Point localization data:
= = = =
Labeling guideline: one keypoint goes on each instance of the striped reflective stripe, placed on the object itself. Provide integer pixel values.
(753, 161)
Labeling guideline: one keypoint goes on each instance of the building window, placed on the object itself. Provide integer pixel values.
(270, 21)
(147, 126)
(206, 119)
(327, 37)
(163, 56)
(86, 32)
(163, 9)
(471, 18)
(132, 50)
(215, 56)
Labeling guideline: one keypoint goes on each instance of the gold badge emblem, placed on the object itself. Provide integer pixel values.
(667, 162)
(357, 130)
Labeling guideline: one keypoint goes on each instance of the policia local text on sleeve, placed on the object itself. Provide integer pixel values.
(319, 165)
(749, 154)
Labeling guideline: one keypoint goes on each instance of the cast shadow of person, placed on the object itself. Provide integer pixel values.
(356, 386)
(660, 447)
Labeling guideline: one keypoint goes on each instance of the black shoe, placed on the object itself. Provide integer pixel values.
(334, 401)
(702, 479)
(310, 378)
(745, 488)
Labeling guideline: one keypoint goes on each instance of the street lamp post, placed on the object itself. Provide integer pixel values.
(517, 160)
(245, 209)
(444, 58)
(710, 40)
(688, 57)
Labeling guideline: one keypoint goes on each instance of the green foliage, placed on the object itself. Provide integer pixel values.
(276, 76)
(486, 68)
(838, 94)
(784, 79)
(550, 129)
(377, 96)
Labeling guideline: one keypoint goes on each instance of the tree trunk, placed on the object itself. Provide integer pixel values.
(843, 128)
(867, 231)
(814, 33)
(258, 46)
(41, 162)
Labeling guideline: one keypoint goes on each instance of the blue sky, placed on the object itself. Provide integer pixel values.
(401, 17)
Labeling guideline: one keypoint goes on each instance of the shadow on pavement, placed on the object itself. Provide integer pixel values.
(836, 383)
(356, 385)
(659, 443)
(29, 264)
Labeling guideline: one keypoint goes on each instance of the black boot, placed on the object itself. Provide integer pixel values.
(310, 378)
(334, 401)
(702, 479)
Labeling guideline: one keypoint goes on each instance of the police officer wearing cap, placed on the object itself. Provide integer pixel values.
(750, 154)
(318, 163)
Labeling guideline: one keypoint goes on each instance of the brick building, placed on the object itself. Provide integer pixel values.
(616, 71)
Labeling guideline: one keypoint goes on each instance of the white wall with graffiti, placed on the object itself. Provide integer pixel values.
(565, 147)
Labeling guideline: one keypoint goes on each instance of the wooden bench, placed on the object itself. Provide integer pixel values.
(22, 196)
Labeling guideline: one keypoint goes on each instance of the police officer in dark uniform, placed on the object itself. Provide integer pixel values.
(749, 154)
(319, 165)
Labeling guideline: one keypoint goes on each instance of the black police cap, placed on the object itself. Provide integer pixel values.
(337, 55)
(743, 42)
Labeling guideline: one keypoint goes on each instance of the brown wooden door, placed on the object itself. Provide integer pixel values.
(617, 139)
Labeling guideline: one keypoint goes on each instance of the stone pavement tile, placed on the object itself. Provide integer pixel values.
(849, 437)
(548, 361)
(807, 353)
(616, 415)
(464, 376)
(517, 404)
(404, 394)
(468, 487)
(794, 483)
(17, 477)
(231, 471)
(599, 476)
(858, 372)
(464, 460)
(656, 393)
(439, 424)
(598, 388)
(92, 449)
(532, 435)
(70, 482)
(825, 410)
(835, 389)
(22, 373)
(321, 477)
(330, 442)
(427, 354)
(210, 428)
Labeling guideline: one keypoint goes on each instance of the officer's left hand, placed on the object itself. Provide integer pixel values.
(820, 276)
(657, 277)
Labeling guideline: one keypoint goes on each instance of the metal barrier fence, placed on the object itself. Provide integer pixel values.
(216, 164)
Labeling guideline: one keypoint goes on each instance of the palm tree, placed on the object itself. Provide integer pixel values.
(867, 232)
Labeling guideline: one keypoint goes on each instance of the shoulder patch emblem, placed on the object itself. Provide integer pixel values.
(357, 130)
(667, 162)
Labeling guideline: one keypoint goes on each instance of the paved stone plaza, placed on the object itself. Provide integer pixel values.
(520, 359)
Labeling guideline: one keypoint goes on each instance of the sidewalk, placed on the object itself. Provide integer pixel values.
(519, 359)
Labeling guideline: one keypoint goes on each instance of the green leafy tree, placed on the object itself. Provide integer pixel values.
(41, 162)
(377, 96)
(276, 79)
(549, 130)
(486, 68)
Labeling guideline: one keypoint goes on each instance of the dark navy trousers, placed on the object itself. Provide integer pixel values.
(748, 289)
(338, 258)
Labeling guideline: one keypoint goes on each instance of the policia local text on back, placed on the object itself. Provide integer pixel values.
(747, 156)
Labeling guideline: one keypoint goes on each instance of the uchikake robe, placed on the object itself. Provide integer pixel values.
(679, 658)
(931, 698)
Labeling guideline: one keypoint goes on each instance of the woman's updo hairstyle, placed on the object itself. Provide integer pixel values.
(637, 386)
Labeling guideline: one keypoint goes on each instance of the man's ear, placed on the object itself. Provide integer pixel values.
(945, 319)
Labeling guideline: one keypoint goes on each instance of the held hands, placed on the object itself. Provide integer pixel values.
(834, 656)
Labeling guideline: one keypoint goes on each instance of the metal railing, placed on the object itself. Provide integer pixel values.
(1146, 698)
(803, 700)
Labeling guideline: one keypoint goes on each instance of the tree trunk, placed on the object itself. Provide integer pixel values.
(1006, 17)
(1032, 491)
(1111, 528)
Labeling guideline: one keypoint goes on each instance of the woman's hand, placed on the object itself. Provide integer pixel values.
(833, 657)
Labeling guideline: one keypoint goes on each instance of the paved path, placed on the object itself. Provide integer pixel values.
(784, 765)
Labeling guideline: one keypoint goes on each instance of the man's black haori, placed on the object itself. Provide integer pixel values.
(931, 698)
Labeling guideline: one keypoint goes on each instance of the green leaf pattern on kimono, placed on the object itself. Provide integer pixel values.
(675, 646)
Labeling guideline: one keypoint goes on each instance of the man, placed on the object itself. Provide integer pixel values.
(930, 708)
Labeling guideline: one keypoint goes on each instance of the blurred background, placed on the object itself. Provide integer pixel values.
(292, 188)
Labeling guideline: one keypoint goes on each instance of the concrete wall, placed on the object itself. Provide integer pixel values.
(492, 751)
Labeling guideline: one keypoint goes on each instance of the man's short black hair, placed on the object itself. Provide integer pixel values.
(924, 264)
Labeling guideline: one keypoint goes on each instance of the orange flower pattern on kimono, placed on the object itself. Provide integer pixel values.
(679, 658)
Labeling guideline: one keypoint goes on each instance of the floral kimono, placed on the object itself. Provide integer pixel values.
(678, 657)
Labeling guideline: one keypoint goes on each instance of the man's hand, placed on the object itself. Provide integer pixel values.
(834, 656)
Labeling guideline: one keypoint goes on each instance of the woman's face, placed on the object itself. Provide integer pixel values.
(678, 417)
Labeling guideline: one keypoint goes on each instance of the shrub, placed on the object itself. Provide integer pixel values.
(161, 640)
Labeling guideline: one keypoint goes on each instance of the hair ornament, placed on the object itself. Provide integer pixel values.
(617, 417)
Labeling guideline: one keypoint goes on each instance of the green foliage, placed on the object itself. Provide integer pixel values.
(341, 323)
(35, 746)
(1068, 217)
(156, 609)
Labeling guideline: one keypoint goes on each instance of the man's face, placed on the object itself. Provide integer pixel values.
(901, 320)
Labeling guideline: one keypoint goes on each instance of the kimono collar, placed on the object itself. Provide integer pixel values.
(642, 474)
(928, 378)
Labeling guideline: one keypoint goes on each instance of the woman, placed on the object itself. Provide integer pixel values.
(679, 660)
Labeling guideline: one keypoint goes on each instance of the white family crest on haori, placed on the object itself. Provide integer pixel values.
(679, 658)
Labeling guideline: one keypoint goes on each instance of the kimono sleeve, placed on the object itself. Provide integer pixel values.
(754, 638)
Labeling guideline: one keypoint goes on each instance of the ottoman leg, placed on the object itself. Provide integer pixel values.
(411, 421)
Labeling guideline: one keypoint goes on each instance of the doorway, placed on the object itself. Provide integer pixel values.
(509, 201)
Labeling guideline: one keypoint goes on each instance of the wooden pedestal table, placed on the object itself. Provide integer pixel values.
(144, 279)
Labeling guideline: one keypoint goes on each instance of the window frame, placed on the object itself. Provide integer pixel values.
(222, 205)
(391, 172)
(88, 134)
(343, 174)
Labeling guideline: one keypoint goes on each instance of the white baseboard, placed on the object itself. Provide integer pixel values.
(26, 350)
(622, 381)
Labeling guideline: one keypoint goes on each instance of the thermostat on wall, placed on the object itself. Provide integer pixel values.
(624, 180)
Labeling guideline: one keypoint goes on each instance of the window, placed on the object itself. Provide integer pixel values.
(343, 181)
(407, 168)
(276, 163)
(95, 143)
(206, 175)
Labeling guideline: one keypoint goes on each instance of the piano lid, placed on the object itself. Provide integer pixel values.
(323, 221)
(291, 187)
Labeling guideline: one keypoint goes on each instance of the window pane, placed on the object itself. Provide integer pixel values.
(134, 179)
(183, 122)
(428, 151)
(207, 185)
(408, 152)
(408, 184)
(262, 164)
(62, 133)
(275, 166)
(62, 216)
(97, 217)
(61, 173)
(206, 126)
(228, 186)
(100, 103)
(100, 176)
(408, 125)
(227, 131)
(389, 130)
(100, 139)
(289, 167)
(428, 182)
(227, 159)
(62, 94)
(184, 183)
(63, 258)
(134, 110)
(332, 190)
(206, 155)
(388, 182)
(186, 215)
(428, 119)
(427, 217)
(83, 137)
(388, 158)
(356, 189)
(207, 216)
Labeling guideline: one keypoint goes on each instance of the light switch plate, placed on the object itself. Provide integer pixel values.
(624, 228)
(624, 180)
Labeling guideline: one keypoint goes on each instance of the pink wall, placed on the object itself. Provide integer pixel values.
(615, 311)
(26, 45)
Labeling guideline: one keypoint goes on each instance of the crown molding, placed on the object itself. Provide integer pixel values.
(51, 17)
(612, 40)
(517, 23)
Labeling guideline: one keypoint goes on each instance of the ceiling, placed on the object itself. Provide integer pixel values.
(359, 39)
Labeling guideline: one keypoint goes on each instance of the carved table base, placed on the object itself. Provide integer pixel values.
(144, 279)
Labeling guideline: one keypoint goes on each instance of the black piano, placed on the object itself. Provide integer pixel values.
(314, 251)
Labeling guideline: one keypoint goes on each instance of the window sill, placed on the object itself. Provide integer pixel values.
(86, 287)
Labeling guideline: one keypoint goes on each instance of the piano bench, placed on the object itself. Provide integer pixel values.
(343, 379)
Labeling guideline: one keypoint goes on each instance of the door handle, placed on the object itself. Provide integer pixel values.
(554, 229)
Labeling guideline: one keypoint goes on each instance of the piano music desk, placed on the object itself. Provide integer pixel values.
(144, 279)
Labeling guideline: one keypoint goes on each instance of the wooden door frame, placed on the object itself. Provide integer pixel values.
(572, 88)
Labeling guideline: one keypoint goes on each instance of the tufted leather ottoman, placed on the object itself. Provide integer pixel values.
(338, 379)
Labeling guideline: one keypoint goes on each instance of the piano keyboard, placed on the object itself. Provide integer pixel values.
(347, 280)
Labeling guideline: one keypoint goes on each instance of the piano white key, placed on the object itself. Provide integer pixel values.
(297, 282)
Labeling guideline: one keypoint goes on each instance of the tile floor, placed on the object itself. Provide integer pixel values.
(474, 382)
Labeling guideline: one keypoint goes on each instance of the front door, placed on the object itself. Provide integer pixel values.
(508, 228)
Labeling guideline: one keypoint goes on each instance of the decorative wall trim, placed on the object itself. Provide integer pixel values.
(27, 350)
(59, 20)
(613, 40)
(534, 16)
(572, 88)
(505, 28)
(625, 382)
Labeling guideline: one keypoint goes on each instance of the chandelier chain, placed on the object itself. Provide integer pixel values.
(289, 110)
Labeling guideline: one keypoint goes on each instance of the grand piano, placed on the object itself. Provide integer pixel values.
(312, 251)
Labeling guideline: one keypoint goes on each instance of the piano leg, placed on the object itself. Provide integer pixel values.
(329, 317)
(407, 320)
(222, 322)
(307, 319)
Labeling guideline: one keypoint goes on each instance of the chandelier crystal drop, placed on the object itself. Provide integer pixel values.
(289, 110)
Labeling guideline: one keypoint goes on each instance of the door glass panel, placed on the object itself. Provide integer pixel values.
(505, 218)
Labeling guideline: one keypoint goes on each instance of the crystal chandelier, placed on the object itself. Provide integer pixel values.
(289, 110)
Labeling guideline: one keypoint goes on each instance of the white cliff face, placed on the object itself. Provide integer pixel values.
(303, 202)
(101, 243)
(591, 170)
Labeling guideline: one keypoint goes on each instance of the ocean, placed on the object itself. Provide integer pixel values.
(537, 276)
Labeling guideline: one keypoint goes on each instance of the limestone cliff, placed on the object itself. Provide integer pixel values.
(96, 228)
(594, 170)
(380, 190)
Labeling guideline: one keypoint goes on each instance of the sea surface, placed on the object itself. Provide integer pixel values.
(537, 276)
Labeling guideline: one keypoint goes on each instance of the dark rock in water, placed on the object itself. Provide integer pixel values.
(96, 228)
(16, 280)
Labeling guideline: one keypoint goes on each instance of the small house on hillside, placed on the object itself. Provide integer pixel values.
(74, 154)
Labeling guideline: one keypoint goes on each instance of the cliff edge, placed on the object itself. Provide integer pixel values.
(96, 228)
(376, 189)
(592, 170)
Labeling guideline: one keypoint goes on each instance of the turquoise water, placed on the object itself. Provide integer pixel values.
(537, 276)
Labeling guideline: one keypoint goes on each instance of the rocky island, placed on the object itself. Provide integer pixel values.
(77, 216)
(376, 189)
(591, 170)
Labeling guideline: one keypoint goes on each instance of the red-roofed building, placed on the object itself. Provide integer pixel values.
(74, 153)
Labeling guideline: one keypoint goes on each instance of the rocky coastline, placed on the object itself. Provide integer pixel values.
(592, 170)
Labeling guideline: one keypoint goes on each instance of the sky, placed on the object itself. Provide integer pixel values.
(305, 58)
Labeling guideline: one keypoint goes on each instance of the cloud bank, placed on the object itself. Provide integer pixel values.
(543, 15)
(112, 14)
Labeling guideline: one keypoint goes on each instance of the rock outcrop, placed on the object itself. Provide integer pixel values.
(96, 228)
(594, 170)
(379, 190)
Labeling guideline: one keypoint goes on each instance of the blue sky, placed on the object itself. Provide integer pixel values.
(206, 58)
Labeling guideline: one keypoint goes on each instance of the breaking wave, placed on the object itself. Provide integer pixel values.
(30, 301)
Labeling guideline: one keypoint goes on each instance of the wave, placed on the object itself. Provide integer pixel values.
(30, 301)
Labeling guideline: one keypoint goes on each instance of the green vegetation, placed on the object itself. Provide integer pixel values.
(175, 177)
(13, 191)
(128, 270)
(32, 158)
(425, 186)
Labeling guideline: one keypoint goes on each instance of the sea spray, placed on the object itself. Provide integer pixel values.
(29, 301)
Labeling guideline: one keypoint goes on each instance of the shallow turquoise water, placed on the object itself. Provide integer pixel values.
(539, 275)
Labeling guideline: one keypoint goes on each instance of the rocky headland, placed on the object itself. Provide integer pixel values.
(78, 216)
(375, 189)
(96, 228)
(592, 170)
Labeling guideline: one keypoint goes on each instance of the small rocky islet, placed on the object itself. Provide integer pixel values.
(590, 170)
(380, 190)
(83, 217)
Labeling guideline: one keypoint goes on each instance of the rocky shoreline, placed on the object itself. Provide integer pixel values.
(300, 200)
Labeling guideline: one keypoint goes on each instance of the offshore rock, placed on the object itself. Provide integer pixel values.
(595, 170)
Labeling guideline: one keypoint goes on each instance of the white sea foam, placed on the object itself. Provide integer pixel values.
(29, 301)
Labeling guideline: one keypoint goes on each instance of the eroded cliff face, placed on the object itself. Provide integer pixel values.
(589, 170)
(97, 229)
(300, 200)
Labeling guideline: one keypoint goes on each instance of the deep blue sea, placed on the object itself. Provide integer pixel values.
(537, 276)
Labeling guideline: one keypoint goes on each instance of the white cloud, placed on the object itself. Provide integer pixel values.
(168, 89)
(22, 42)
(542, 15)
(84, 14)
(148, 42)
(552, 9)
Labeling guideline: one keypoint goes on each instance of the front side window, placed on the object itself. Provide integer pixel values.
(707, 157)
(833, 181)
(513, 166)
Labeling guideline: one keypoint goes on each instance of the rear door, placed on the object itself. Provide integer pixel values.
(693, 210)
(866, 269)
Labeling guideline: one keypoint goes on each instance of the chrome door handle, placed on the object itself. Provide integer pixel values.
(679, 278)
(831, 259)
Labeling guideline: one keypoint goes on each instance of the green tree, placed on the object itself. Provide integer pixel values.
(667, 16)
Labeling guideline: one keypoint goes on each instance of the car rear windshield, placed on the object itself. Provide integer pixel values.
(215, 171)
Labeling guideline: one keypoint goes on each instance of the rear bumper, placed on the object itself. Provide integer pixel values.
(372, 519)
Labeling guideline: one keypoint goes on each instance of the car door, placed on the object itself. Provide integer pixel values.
= = = =
-- Task to complete --
Output exactly, and only, the lines running from the one that contains "the front side" through the last line of the entries above.

-- Result below --
Labeling guideline: one keypoint goes on each instance of the front side window, placed on the object itself. Provide integer pixel values.
(707, 157)
(833, 181)
(513, 166)
Labeling guideline: one keypoint goes on each instance of the rear door, placed on the object itself. Provide integer pixel values.
(693, 210)
(866, 269)
Labeling guideline: one keypoint goes on each instance of the chrome door handle, placed on the object itself. Provide integer pixel values.
(679, 278)
(831, 259)
Labeling guideline: one keypoint goes on each instance of the green tree, placed on the object itself. Provide integer pixel values.
(667, 16)
Labeling guideline: one keypoint goes on each instance of the car rear windshield, placed on the object itself. Provide integer pixel values.
(215, 171)
Labeling guideline: one keypoint goes on each instance of the rear bumper, placed on the object itself. Provide integer pixel values.
(372, 519)
Labeling guideline: one keypoint goes on each instance of the car door, placed on the object itself. Provide integer pixel values.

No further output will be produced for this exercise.